Nabi Shalih berkata kepada mereka, “Wahai kaumku, sembahlah Allah! Sekali-kali tidak ada sembahan bagi kalian selain Dia.” (QS al-A’raf: 73)
“Apakah kalian (mengira) kalian akan dibiarkan tinggal di sini (di negeri kalian ini) dengan aman, di dalam kebun-kebun dan mata air, dan tanaman-tanaman dan pohon-pohon kurma yang mayangnya lembut.” (QS asy-Syu’ara: 146-148) Yaitu, mayangnya bertumpuk, indah, menawan, dan matang.
“Dan kalian pahat dengan terampil sebagian gunung-gunung untuk dijadikan rumah-rumah. Maka bertakwalah kalian kepada Allah dan taatlah kepadaku. Janganlah kalian menaati perintah orang-orang yang melampaui batas yang berbuat kerusakan di bumi dan tidak mengadakan perbaikan.” (QS asy-Syu’ara: 149-152)
“Dan ingatlah oleh kalian di waktu Dia menjadikan kalian pengganti-pengganti (yang berkuasa) sesudah kaum Ad dan memberikan tempat bagi kalian di bumi. Kalian dirikan istana-istana di tanah-tanahnya yang datar dan kalian pahat gunung-gunungnya untuk dijadikan rumah. Maka ingatlah nikmat-nikmat Allah dan janganlah kalian merajalela di muka bumi membuat kerusakan.” (QS al-A’raf: 73-74)
Yakni, Allah menjadikan kalian pengganti mereka tidak lain agar kalian memetik pelajaran dari persoalan yang mereka hadapi, dan agar kalian tidak melakukan perbuatan yang mereka lakukan. Allah membolehkan kalian mendirikan rumah-rumah di bumi Allah. Kalian memahat dengan trampil sebagian gunung untuk dijadikan rumah-rumah yang sangat kokoh. Lalu kalian membalas nikmat itu dengan bersyukur, melakukan amal saleh, beribadah hanya kepada-Nya. Oleh karena itu, jauhilah oleh kalian tindakan yang menyalahi perintah Allah dan berpaling dari ketaatan kepada-Nya, agar kalian selamat.
“Wahai kaumku, sembahlah Allah. Tidak ada sembahan bagi kalian selain Dia. Dia telah menciptakan kalian dari bumi (tanah) dan menjadikan kalian pemakmurnya.”
Yaitu, Dia menciptakan kalian di bumi dan menjadikan kalian pemakmurnya. Artinya, kalian diberi bumi dengan segala yang ada padanya, seperti tanaman dan buah-buahan. Dia adalah Mahapencipta dan Mahapemberi rezeki. Oleh karena itu, hanya Dia semata yang patut disembah, bukan yang lain.

##########

_Petunjuk Pengerjaan_
• A. Tuliskan ulang kata demi kata bagian kutipan tentang Nabi Shalih, mulai dari "Nabi Shalih berkata" hingga "menawan, dan matang.".
• B. Menurut kutipan tentang Nabi Shalih, kaum Nabi Shalih dijadikan pengganti yang berkuasa sesudah kaum apa?

_Data Mentah_
##########

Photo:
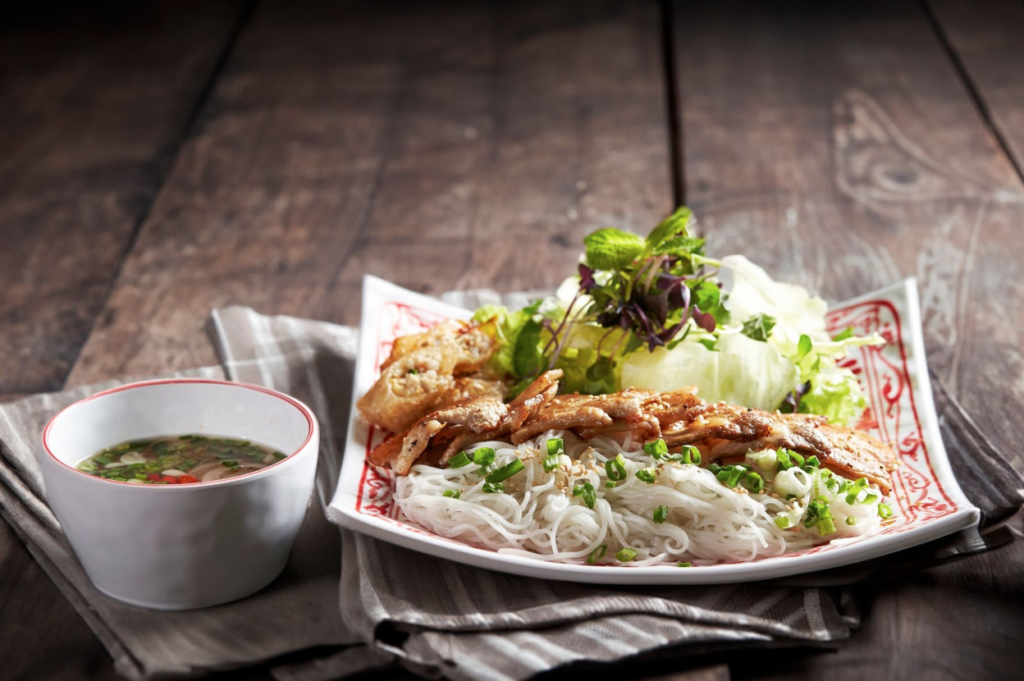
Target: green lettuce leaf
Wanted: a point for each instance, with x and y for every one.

##########

_Hasil_
• A.
Nabi Shalih berkata kepada mereka, “Wahai kaumku, sembahlah Allah! Sekali-kali tidak ada sembahan bagi kalian selain Dia.” (QS al-A’raf: 73)
“Apakah kalian (mengira) kalian akan dibiarkan tinggal di sini (di negeri kalian ini) dengan aman, di dalam kebun-kebun dan mata air, dan tanaman-tanaman dan pohon-pohon kurma yang mayangnya lembut.” (QS asy-Syu’ara: 146-148) Yaitu, mayangnya bertumpuk, indah, menawan, dan matang.

• B. Sesudah kaum Ad.